→ **Material shown**

+++

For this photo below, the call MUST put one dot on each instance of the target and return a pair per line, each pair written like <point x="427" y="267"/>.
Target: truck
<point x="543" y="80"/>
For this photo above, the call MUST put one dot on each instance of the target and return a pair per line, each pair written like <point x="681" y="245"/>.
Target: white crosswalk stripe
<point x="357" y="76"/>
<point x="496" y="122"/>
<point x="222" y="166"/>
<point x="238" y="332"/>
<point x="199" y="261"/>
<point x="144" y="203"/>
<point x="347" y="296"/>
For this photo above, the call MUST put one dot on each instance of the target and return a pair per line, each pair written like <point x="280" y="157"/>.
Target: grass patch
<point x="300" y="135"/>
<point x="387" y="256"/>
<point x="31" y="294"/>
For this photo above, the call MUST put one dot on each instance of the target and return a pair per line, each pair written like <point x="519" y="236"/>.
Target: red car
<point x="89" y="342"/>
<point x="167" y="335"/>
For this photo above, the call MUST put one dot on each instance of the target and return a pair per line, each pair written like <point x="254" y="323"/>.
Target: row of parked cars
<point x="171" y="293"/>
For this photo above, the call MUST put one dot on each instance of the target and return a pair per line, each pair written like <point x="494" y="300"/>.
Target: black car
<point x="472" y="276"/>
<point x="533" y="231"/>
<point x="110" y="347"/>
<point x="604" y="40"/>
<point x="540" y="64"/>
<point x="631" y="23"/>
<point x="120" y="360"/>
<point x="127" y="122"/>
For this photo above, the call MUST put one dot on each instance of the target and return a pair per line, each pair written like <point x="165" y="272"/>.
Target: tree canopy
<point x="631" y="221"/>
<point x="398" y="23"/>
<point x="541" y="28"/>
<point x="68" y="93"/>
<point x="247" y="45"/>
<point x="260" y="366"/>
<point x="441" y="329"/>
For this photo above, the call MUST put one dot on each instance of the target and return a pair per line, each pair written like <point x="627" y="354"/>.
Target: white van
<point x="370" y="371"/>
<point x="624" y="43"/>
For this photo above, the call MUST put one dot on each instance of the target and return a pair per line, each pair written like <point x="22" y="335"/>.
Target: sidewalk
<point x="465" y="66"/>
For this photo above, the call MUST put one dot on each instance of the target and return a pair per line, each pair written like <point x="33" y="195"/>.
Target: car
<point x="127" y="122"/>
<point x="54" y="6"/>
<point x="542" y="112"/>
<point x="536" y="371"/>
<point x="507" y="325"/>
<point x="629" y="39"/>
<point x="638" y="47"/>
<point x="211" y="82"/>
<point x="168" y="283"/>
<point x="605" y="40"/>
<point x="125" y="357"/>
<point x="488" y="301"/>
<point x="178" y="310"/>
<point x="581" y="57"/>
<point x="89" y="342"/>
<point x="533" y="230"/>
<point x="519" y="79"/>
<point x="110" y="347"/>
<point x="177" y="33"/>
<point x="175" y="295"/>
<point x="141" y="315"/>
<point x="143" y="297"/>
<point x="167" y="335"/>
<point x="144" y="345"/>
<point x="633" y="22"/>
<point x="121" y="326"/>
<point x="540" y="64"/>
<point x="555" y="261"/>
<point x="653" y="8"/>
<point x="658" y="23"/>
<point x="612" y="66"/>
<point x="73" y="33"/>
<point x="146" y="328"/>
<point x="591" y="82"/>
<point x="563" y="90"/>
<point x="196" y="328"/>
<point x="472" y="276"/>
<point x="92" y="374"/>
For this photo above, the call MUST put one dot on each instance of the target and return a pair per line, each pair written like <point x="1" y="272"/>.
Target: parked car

+++

→ **Task prompt**
Repeat every line of the material exactly as given.

→ **Exercise result**
For this photo below, the call MUST put one dot on each instance of the target and return a pair per line, each pair written like <point x="427" y="267"/>.
Target: truck
<point x="543" y="80"/>
For this photo above, the call MUST put one dot on each instance of the target and return a pair per line, each pair written like <point x="681" y="245"/>.
Target: white crosswalk stripe
<point x="357" y="76"/>
<point x="496" y="122"/>
<point x="222" y="166"/>
<point x="238" y="332"/>
<point x="199" y="261"/>
<point x="144" y="203"/>
<point x="347" y="296"/>
For this photo above, the call MUST put one dot on each instance of the target and return a pair per line, each pair written like <point x="280" y="157"/>.
Target: grass patch
<point x="300" y="135"/>
<point x="387" y="256"/>
<point x="31" y="294"/>
For this photo above, the call MUST put one dot on each instance of the target and return a pair per line, each pair written like <point x="519" y="236"/>.
Target: red car
<point x="89" y="342"/>
<point x="167" y="335"/>
For this photo above, the call MUST put one dot on each instance of the target and return a pair per line, each pair written like <point x="254" y="323"/>.
Target: row of parked cars
<point x="171" y="293"/>
For this photo above, the call MUST put one dot on each instance of the target and return a pair per line, each pair written like <point x="494" y="300"/>.
Target: black car
<point x="472" y="276"/>
<point x="533" y="231"/>
<point x="110" y="347"/>
<point x="604" y="40"/>
<point x="540" y="64"/>
<point x="631" y="23"/>
<point x="120" y="360"/>
<point x="127" y="122"/>
For this photo above, the call MUST put one dot on each instance of the target and return a pair per line, each pair written like <point x="165" y="272"/>.
Target: tree canopy
<point x="631" y="221"/>
<point x="398" y="23"/>
<point x="541" y="28"/>
<point x="68" y="93"/>
<point x="247" y="45"/>
<point x="260" y="366"/>
<point x="441" y="329"/>
For this photo above, the call MUST put one dot on each instance of the target and return a pair per line, each pair written like <point x="627" y="354"/>.
Target: white van
<point x="370" y="371"/>
<point x="624" y="43"/>
For this photo above, the call MUST put one dot on each instance of the target and return a pair per line, each pair written like <point x="22" y="335"/>.
Target: sidewalk
<point x="465" y="66"/>
For this photo above, the call MUST put one dot on each instance of the target and return a pair per line, each pair written like <point x="33" y="195"/>.
Target: car
<point x="127" y="122"/>
<point x="54" y="6"/>
<point x="542" y="112"/>
<point x="536" y="371"/>
<point x="507" y="325"/>
<point x="629" y="39"/>
<point x="638" y="47"/>
<point x="211" y="82"/>
<point x="168" y="283"/>
<point x="605" y="40"/>
<point x="125" y="357"/>
<point x="488" y="301"/>
<point x="178" y="310"/>
<point x="581" y="57"/>
<point x="89" y="342"/>
<point x="533" y="230"/>
<point x="519" y="79"/>
<point x="110" y="347"/>
<point x="177" y="33"/>
<point x="175" y="295"/>
<point x="141" y="315"/>
<point x="143" y="297"/>
<point x="167" y="335"/>
<point x="144" y="345"/>
<point x="633" y="22"/>
<point x="121" y="326"/>
<point x="540" y="64"/>
<point x="555" y="261"/>
<point x="653" y="8"/>
<point x="658" y="23"/>
<point x="612" y="66"/>
<point x="73" y="33"/>
<point x="146" y="328"/>
<point x="591" y="82"/>
<point x="563" y="90"/>
<point x="196" y="328"/>
<point x="472" y="276"/>
<point x="92" y="374"/>
For this photo above, the call MUST put one dot on each instance of the target and return a pair per line, each pair written like <point x="1" y="272"/>.
Target: parked car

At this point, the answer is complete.